• Problem requirements: Exactly the line that contains "Get stainless steel gas" and the lines following it to the end of the data are to be reproduced, and nothing more.

• Records supplied:
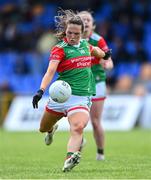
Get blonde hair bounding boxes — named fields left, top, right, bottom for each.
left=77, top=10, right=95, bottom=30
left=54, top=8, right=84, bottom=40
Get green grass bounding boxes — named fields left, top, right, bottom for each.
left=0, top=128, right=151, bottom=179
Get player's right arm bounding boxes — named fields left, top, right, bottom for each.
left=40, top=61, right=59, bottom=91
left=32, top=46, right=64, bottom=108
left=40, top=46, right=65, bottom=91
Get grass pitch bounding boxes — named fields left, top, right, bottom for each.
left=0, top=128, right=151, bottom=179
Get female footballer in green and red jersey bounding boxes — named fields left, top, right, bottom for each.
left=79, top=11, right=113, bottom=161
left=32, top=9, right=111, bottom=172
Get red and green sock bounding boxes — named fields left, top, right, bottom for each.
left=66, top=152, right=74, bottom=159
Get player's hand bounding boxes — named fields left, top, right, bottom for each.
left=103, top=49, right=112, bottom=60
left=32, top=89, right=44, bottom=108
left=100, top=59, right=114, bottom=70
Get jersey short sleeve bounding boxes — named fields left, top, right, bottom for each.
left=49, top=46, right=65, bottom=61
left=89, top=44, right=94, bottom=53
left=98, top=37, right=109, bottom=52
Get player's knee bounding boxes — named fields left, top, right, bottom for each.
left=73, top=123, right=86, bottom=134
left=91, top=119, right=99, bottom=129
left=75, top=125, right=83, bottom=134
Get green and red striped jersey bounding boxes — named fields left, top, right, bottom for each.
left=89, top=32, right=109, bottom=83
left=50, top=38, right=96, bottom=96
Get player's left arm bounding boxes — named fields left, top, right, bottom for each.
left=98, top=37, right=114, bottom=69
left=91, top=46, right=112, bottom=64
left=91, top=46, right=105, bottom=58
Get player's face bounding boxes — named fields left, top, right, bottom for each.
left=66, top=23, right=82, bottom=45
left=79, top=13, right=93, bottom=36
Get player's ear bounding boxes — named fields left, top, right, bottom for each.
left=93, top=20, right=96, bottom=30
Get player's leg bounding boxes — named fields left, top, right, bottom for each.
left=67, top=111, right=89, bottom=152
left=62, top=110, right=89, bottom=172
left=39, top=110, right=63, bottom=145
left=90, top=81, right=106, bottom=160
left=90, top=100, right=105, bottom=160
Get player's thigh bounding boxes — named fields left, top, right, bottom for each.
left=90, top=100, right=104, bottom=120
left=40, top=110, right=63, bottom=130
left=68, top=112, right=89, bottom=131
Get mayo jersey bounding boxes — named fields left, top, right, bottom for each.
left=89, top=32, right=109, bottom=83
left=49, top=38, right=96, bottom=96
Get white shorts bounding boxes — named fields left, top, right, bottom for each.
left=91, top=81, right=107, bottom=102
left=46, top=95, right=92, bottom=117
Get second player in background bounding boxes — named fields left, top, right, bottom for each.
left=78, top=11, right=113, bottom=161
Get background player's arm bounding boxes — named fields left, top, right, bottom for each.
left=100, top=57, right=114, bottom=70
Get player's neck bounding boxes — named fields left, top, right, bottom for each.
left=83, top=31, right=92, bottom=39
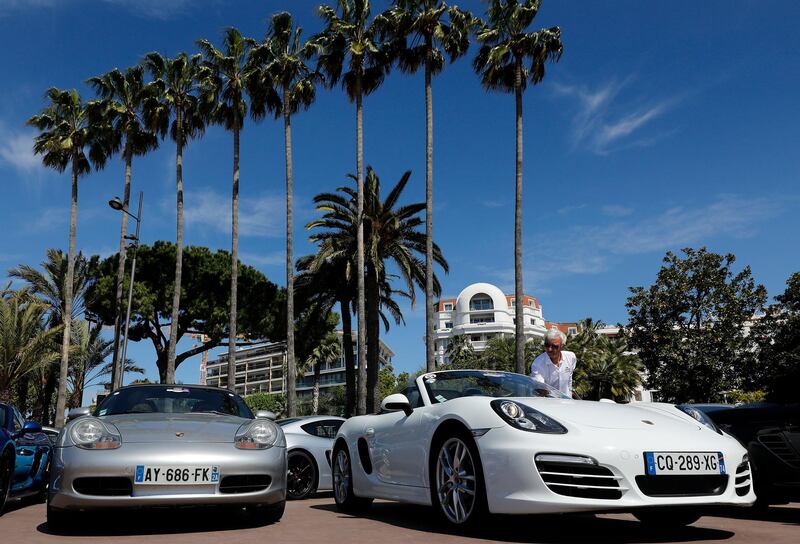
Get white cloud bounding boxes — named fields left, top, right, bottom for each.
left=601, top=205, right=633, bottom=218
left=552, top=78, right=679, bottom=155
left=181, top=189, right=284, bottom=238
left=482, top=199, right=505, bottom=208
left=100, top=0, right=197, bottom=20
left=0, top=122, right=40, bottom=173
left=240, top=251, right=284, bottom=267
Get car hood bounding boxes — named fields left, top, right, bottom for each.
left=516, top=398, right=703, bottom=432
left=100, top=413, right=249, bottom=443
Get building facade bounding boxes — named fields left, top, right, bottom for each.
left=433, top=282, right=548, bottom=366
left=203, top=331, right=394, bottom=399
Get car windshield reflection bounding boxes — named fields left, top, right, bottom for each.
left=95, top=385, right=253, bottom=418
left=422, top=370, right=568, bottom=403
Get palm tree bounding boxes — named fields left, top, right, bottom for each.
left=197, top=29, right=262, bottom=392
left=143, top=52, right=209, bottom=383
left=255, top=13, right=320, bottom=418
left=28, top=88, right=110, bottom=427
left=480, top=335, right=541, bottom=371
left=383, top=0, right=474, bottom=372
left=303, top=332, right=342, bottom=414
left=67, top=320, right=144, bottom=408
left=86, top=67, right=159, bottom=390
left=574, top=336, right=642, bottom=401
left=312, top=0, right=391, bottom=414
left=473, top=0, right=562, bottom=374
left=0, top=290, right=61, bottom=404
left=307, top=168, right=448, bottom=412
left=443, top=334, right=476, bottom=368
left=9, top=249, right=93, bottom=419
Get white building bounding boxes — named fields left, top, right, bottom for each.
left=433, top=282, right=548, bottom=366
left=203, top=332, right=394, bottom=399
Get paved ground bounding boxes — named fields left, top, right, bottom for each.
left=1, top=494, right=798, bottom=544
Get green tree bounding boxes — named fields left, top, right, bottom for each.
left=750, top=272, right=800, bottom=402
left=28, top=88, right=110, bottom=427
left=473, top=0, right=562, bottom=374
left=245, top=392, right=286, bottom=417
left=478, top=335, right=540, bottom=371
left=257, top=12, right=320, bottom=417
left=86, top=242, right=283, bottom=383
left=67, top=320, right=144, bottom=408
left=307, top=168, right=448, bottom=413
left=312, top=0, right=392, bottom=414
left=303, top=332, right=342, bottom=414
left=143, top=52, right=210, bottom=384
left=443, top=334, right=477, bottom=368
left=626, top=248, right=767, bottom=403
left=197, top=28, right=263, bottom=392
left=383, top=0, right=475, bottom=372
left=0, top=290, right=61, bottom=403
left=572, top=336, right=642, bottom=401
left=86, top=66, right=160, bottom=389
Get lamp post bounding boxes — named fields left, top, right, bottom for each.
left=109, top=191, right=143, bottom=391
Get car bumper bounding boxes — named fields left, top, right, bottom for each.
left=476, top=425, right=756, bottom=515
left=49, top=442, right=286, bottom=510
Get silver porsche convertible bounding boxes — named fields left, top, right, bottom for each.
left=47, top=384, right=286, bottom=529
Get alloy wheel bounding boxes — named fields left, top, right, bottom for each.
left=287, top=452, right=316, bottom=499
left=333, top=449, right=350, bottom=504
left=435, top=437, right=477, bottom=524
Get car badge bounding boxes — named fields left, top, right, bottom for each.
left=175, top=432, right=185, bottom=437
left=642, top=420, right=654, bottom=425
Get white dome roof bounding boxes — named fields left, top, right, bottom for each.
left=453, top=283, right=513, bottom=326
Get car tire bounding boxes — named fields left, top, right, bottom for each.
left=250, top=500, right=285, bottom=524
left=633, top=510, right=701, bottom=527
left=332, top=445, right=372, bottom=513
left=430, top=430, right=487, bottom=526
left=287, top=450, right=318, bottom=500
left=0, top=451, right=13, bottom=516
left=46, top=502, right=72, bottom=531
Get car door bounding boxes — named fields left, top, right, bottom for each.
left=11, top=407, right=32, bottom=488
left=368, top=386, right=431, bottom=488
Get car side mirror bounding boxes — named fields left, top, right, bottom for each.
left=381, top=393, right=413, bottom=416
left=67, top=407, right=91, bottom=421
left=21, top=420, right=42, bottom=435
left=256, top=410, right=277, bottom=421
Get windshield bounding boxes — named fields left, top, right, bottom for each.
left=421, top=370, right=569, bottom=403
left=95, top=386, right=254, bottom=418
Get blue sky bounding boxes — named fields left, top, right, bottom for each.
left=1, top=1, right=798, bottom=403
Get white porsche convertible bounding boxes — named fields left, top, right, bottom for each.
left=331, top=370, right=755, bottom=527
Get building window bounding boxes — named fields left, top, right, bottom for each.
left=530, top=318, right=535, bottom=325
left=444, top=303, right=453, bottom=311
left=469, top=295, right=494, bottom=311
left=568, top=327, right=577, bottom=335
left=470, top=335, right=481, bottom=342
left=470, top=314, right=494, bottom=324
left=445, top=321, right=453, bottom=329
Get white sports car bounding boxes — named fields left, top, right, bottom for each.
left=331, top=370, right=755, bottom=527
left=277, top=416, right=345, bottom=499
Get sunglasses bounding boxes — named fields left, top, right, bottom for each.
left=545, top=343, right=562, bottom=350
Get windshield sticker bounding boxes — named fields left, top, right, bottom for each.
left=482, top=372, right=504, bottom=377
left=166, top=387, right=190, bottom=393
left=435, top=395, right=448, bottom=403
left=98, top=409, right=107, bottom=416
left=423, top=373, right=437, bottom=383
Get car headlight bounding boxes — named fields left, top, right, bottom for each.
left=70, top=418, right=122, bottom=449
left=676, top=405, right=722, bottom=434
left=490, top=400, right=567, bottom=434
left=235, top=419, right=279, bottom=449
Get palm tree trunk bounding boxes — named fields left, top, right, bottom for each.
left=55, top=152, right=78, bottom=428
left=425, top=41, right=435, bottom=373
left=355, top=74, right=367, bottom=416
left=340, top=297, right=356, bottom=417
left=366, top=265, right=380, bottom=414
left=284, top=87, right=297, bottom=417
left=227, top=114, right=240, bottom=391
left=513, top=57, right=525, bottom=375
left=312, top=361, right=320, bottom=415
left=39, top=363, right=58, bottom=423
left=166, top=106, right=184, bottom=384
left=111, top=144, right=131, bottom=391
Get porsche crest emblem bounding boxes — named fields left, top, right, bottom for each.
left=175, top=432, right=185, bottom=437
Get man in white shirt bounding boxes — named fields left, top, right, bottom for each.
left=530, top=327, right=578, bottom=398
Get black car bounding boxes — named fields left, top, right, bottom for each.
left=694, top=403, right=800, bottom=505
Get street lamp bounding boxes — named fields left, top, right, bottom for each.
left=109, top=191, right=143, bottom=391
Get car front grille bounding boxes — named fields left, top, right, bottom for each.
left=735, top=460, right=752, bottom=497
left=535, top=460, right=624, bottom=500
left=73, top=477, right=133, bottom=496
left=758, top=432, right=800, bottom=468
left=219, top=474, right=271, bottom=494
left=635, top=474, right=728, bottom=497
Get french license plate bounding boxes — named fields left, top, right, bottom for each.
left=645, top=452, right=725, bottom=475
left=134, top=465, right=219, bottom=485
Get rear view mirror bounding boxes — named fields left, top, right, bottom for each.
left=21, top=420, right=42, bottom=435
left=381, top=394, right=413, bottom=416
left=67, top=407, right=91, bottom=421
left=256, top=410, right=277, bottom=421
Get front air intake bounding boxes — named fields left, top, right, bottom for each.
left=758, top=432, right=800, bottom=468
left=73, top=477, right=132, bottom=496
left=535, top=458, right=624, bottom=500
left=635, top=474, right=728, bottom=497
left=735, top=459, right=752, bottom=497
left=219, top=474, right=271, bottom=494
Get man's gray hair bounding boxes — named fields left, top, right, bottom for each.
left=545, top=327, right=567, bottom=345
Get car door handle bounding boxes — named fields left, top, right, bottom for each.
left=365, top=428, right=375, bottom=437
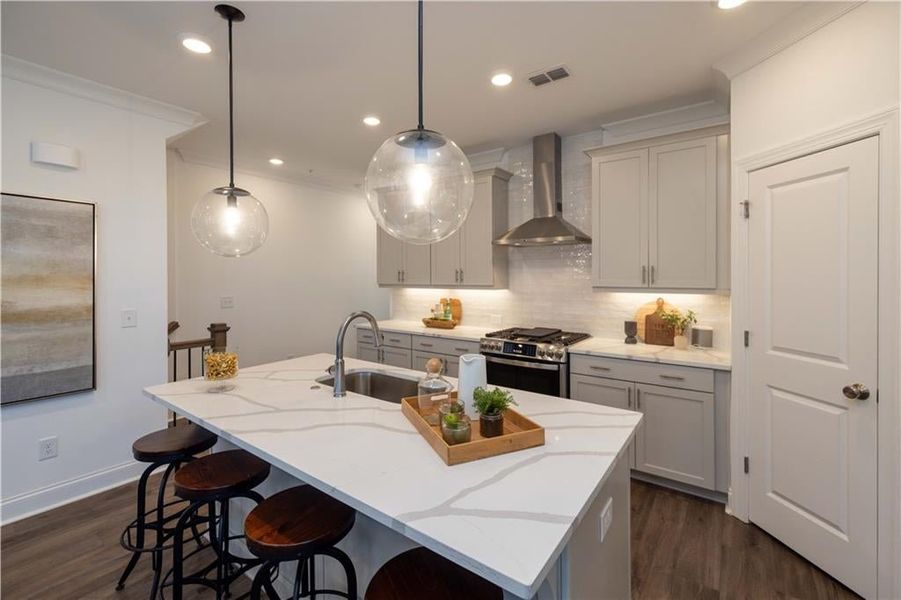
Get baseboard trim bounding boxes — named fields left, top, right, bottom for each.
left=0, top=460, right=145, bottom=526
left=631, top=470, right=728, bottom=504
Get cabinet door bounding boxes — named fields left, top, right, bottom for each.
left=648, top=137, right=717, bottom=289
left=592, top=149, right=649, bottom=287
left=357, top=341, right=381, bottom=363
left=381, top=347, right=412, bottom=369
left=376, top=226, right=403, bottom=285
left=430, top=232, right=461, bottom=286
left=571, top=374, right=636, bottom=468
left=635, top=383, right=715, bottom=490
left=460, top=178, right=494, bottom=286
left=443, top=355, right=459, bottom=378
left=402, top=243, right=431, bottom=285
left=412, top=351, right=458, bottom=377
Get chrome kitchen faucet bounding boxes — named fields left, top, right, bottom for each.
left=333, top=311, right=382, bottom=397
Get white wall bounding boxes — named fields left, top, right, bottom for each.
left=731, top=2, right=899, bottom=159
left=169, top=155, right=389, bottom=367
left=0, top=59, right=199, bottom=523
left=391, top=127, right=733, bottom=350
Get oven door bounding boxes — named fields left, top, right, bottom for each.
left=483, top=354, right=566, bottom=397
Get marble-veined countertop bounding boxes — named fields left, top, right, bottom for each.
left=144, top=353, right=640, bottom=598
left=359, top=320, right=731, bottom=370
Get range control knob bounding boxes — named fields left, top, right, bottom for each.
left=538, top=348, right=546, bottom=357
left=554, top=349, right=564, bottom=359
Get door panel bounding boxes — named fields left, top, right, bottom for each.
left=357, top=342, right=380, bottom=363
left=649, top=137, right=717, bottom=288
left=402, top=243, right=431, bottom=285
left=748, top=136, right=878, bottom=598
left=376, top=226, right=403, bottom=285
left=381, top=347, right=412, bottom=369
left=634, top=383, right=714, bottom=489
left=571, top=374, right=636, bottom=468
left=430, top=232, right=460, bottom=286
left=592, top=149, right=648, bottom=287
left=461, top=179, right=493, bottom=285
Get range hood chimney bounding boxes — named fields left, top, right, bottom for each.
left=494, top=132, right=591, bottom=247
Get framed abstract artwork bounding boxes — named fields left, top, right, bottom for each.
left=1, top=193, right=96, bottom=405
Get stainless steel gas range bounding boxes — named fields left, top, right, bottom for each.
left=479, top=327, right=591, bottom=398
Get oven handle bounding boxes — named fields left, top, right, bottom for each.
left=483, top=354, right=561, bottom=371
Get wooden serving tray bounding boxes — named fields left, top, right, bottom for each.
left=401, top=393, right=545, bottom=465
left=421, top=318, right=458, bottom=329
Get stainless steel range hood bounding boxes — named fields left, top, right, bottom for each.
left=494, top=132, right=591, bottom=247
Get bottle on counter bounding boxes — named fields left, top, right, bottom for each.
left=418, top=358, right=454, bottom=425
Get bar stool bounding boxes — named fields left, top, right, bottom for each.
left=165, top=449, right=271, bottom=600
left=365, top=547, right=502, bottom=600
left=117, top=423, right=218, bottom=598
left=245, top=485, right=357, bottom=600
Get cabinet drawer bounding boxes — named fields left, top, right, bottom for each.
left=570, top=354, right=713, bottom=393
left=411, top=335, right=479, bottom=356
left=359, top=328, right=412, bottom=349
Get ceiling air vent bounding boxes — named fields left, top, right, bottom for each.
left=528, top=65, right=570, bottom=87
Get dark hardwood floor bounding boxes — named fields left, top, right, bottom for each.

• Answer area:
Get stainless steel gas range bounding boxes — named fields left, top, right, bottom for each.
left=479, top=327, right=591, bottom=398
Get oven handle bounding boxes — named fields left, top, right, bottom for each.
left=483, top=354, right=561, bottom=371
Get wooden serving tray bounding boxes — named fields left, top, right, bottom for each.
left=401, top=393, right=545, bottom=465
left=421, top=318, right=458, bottom=329
Get stainless steel range hood bounding boxes — named fields left, top, right, bottom for each.
left=494, top=132, right=591, bottom=247
Get bottle on counter bounding boxes — named fields left, top, right, bottom for each.
left=418, top=358, right=454, bottom=425
Get bar stool bounding boxes — named fields left, top, right, bottom for each.
left=165, top=449, right=271, bottom=600
left=365, top=547, right=502, bottom=600
left=117, top=423, right=218, bottom=598
left=245, top=485, right=357, bottom=600
Get cabinet drawer bounding boxes — named fields left, top, right, bottom for each.
left=570, top=354, right=713, bottom=393
left=411, top=335, right=479, bottom=356
left=359, top=328, right=412, bottom=349
Get ceiling air vent bounding boxes — named fields left, top, right, bottom for each.
left=528, top=65, right=570, bottom=87
Get dark hardwood floor bounding boxes — named fields left, top, right, bottom for each.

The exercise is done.